The request -
Pick out every line in the records below that contains the string "turquoise" and copy each of those lines in full. Case matters.
'''
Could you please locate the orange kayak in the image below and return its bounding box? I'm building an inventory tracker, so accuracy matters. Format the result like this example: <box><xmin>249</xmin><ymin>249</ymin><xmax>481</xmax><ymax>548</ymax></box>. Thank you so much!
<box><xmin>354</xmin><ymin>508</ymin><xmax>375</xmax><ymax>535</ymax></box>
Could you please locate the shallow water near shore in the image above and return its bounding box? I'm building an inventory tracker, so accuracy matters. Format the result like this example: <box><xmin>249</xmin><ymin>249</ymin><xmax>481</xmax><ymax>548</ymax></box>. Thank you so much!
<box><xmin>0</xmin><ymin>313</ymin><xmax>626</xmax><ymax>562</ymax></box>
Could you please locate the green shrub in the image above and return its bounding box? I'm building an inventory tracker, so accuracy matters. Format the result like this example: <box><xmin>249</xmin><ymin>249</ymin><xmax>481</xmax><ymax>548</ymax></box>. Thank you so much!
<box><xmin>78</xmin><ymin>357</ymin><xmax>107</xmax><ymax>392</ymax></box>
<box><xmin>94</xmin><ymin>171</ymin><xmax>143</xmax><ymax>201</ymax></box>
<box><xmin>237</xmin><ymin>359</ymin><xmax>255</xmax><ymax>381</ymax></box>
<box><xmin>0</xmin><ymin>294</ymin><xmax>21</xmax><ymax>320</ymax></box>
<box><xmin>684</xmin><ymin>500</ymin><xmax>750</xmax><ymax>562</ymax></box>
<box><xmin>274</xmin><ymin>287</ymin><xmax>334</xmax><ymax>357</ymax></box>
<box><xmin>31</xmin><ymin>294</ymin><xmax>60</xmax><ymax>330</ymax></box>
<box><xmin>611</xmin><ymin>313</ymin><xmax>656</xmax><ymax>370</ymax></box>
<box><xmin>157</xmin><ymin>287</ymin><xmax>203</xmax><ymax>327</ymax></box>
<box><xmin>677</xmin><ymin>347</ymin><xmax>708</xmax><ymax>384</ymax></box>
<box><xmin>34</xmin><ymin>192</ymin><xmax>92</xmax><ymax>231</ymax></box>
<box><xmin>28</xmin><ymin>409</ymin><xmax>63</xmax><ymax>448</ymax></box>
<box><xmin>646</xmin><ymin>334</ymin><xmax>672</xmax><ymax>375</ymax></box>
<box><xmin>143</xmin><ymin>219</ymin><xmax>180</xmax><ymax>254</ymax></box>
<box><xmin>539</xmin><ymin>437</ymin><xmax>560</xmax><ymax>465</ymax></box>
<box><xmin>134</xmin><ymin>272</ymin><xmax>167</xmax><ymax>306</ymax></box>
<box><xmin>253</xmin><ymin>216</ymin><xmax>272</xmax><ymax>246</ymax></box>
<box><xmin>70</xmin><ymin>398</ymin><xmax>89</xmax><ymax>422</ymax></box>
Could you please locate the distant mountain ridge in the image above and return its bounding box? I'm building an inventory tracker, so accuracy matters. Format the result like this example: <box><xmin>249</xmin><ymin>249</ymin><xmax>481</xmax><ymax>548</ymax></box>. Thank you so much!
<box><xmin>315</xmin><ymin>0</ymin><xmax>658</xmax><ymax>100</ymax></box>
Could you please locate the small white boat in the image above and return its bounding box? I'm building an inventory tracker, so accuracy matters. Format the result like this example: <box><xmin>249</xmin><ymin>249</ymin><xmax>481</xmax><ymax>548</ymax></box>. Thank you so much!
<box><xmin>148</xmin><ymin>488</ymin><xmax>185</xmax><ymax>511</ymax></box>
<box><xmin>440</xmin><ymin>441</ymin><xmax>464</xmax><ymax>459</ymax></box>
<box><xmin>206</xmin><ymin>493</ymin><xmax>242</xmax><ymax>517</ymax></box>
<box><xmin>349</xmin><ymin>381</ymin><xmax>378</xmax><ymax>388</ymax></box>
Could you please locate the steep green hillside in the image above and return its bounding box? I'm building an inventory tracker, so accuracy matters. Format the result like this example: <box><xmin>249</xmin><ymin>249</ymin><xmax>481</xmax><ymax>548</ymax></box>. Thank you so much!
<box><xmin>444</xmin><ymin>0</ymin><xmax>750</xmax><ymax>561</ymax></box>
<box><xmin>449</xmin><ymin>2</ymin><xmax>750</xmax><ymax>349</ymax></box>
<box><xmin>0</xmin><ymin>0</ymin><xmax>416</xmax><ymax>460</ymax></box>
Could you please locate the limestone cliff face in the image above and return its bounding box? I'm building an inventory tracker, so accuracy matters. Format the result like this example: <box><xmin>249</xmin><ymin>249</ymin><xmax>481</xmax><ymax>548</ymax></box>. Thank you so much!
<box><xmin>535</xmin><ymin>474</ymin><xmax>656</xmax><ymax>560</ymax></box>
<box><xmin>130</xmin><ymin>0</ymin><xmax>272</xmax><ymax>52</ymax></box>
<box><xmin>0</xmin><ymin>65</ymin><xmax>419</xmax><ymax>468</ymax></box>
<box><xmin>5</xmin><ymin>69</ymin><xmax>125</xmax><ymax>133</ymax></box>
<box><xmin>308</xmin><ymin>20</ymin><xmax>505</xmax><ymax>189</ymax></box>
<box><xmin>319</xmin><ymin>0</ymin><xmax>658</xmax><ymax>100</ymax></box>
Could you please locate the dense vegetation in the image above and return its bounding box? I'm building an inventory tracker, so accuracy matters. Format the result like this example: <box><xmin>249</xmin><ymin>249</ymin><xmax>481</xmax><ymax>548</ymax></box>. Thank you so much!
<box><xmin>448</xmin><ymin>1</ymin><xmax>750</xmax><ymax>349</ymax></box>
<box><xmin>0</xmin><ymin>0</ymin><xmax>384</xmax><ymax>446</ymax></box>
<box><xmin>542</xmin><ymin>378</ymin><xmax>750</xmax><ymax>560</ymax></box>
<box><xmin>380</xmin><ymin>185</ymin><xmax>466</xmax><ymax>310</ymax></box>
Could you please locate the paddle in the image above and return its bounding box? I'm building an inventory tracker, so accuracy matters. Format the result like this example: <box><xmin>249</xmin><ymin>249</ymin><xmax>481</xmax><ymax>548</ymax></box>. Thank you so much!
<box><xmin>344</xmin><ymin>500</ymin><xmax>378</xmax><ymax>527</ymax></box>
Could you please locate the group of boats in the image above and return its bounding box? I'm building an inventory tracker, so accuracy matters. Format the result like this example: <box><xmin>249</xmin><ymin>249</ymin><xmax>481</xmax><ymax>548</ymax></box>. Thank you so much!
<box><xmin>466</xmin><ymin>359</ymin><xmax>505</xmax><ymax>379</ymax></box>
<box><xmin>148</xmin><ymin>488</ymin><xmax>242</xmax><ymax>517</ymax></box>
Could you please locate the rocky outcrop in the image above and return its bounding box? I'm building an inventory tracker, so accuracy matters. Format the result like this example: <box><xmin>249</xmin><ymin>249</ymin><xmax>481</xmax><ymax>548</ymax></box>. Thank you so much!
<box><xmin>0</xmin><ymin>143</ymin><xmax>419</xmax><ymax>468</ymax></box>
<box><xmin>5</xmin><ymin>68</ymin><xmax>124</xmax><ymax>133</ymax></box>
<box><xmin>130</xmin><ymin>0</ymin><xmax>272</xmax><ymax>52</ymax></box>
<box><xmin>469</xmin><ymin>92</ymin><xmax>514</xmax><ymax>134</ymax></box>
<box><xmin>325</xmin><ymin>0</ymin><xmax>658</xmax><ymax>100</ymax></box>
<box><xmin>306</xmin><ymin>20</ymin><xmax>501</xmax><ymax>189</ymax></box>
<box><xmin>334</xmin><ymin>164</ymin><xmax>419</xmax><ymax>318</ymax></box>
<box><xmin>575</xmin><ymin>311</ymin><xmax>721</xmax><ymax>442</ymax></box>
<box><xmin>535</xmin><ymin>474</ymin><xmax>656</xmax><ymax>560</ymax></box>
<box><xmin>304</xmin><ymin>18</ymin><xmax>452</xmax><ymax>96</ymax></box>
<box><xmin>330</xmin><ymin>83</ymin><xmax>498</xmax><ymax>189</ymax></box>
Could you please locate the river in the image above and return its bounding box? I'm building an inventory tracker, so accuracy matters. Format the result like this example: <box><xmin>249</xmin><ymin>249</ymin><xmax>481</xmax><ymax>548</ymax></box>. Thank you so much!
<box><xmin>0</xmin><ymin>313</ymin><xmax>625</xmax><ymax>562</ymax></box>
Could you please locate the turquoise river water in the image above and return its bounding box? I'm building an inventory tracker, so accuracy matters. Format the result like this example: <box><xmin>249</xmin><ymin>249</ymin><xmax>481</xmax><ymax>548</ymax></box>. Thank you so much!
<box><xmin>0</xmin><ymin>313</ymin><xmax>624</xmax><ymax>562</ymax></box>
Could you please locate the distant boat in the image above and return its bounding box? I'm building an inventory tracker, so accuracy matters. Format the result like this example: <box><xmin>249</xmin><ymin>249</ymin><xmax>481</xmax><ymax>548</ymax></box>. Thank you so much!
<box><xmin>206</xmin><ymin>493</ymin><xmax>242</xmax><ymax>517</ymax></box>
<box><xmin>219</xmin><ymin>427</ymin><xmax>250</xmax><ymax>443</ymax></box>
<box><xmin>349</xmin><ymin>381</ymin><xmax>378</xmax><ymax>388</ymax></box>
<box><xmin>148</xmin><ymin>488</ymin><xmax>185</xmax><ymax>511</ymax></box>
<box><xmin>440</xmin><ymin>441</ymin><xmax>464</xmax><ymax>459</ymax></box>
'''
Worked solution -
Could you please locate the turquoise river water in the image above and return its bounding box? I'm building an inventory tracker, so accuracy matters. Format the result like this example: <box><xmin>249</xmin><ymin>249</ymin><xmax>481</xmax><ymax>548</ymax></box>. Thank you so much!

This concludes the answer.